------ SOURCE MATERIAL
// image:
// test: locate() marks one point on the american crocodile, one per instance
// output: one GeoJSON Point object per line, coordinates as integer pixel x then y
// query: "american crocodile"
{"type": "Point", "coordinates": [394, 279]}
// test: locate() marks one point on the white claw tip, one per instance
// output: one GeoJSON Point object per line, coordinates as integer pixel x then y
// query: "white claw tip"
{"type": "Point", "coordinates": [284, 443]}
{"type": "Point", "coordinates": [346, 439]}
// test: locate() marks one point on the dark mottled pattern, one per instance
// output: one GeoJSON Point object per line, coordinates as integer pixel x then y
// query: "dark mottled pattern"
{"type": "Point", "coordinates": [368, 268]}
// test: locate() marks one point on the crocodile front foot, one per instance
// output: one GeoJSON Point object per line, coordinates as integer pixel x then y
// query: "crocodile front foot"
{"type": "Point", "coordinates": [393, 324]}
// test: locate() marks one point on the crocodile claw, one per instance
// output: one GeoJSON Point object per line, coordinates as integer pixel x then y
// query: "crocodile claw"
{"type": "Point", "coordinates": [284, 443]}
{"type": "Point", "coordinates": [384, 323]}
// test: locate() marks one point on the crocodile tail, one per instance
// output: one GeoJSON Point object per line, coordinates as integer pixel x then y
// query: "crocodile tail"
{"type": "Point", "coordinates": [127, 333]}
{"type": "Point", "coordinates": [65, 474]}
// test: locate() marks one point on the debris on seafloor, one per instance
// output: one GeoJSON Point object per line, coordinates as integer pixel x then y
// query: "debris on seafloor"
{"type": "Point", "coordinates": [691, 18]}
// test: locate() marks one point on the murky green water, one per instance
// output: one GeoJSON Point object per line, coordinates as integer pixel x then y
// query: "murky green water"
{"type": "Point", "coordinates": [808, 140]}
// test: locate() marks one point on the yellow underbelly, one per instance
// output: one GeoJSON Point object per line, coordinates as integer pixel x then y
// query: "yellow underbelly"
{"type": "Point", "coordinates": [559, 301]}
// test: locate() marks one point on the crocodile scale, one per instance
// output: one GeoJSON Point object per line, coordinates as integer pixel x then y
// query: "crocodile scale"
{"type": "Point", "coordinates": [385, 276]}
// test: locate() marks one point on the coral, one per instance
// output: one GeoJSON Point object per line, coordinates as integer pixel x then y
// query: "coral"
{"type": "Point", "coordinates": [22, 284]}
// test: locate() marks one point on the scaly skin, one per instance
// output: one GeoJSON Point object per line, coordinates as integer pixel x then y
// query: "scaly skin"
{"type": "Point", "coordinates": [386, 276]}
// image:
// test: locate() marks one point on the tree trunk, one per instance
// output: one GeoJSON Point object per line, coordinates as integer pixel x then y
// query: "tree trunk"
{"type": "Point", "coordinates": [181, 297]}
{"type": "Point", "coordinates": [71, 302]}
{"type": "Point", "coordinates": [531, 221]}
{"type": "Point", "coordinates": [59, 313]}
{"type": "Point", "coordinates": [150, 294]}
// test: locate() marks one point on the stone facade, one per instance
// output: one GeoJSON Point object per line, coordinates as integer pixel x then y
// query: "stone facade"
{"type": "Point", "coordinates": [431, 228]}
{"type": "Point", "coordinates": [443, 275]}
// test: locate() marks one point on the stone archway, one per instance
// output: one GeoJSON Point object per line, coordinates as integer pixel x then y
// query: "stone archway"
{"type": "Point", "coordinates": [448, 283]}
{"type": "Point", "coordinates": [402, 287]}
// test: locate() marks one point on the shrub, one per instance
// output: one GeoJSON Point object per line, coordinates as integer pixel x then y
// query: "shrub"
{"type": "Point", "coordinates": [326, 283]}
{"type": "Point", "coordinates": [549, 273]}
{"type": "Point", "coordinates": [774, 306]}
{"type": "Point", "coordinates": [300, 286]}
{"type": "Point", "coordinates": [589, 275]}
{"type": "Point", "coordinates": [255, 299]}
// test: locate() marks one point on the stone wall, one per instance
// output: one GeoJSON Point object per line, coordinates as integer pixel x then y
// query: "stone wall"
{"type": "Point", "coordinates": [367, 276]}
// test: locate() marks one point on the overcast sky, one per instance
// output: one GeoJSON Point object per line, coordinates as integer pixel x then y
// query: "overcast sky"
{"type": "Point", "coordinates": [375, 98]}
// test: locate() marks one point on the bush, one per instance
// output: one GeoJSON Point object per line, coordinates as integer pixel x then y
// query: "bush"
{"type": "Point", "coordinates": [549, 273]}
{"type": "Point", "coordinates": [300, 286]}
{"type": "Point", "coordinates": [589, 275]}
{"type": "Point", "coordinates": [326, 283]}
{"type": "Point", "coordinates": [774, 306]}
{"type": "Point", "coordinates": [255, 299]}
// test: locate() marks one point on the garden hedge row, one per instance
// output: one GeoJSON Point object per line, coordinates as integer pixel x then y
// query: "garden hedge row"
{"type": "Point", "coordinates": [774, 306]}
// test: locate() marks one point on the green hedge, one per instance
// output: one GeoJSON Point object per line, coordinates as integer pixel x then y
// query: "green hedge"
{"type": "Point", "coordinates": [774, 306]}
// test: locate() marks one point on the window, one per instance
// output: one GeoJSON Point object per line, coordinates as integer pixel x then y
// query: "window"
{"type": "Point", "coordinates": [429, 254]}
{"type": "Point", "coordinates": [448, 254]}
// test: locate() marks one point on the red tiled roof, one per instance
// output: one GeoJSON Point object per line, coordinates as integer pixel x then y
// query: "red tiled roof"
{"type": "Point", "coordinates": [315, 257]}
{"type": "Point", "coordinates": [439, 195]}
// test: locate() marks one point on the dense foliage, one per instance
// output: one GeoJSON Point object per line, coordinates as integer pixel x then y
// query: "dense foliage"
------------
__EXERCISE TASK__
Switch every "dense foliage" to "leafy canopy" in the records from the line with "foliage, one per instance" up to and including the last line, leaving everything else unchanged.

__WRITTEN ANSWER__
// test: locate() marks one point on the leafy canopy, one per instance
// output: one GeoJSON Point object per line, coordinates as integer pixel x then y
// query: "leafy canopy"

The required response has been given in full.